EXCERPT PROVIDED:
Finding: Wounded Care Scandal Goes Far Beyond Walter Reed Hospital
In contentious hearings held today at the Walter Reed Medical Center in Washington, members of Congress reacted with dismay to stories from wounded soldiers and one wife about the excruciating red tape, delayed medical attention for outpatients, and terrible living conditions they have been subjected to. Legislators then peppered the two previous commanders of the medical facility, Maj. Gen. George Weightman and Lt. Gen. Kevin Kiley, with questions about why they had not spotted and corrected those problems.
"The bottom line is our system of care for our wounded soldiers is inefficient and insufficient," committee member Christopher Shays, a Connecticut Republican, told U.S. News after the hearing. "The complicated bureaucracy hampers the quality of care, access to what patients need when they need it, and the speed of treatment."
Noting that Congress received testimony on many of the same problems two years ago, Rep. Tom Davis, a Virginia Republican, asked, "What will transform this dysfunctional, uncaring arrangement into the compassionate, effective medical and military operation wounded soldiers deserve?"

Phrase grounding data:
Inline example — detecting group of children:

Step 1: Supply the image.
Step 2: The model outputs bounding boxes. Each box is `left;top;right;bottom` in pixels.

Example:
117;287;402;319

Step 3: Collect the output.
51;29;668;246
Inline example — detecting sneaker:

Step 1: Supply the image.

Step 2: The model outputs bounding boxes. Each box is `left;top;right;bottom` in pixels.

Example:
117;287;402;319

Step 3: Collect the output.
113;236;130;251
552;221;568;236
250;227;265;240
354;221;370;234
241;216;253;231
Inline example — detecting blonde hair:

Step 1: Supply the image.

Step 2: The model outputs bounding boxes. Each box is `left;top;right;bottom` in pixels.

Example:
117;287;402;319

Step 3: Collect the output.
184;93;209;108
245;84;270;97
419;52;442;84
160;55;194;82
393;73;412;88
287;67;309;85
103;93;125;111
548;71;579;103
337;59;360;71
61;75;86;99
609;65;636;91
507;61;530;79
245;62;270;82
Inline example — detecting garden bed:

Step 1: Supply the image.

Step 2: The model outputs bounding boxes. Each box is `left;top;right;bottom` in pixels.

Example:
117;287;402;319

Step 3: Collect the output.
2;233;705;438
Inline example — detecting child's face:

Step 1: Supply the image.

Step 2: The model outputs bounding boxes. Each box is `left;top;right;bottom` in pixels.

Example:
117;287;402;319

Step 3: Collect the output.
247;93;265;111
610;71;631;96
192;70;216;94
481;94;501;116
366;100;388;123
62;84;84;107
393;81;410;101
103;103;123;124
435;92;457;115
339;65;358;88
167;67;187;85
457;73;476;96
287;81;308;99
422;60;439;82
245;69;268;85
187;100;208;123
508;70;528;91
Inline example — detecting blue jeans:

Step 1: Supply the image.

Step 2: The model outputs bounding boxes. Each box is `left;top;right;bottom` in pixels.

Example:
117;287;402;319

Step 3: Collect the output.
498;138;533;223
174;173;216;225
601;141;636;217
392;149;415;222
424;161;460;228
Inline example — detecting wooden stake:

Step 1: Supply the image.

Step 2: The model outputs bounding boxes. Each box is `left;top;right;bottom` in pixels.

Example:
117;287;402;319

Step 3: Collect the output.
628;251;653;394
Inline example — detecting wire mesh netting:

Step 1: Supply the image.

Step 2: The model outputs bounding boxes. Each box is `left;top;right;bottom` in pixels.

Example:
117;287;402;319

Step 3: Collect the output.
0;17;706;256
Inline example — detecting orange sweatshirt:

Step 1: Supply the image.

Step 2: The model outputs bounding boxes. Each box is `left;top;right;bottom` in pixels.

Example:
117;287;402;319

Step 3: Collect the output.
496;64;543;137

WHAT IS EXPECTED: Could you extend the article on the Walter Reed wounded-care hearings, picking up after its last sentence? The lines stand apart from the article and are not part of it.

RESPONSE:
Rep. Henry Waxman, a California Democrat who heads the House Oversight and Government Reform Committee, cited a March 2006 report by the Government Accountability Office, congress's investigative arm, which he said found that "a quarter of the active-duty soldiers and more than half of reservists and guardsmen do not get their cases adjudicated according to Pentagon guidelines."
Other problems cited: The 2007 defense bill called for Physical Evaluation Board members to document their disability ratings with medical evidence rather than issuing summary judgments that soldiers had preexisting conditions, but this measure did not become law. The Army's own inspector general is currently conducting an investigation that has already turned up 87 problems with the medical evaluation system.
And the Army puts far fewer of its wounded soldiers on its permanent and temporary disability retirement lists (19 percent) than either the Navy (35 percent, including Marines) or Air Force (24 percent). "It's a massive difference," said Rep. Stephen Lynch (D-Mass.). "It can't be just random."
Walter Reed is one of the military installations slated for closure and many personnel jobs have been outsourced. According to D.C. Delegate Eleanor Holmes Norton, that created little incentive for fixing the problems in any long-term way.
Last week heads rolled over the medical care scandal, but at today's hearings some of the wounded soldiers suggested that the wrong individuals may have been punished. Maj. Gen. George Weightman was relieved of command at Walter Reed and his predecessor, Kiley, installed as the temporary replacement.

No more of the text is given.